Quote the whole listing exactly. Leave the pictures out of your copy.
++++++++++
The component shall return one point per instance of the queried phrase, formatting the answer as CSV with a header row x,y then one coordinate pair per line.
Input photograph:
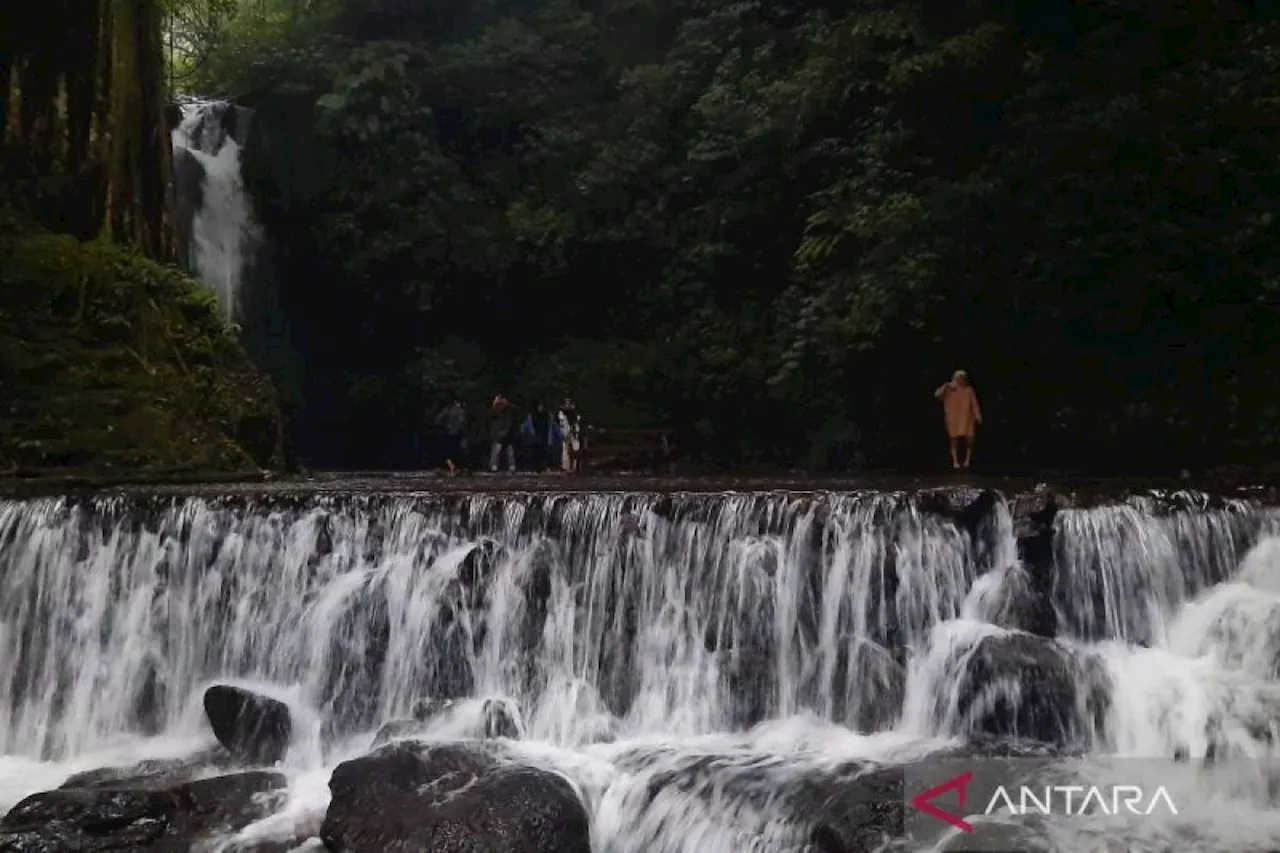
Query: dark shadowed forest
x,y
772,227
++++++++++
Solution |
The component shall return one point per instance of the queried phrase, formatting the answer as CSV with a header row x,y then one coordinate pair per line.
Input photograph:
Query: dark shadowed forest
x,y
772,227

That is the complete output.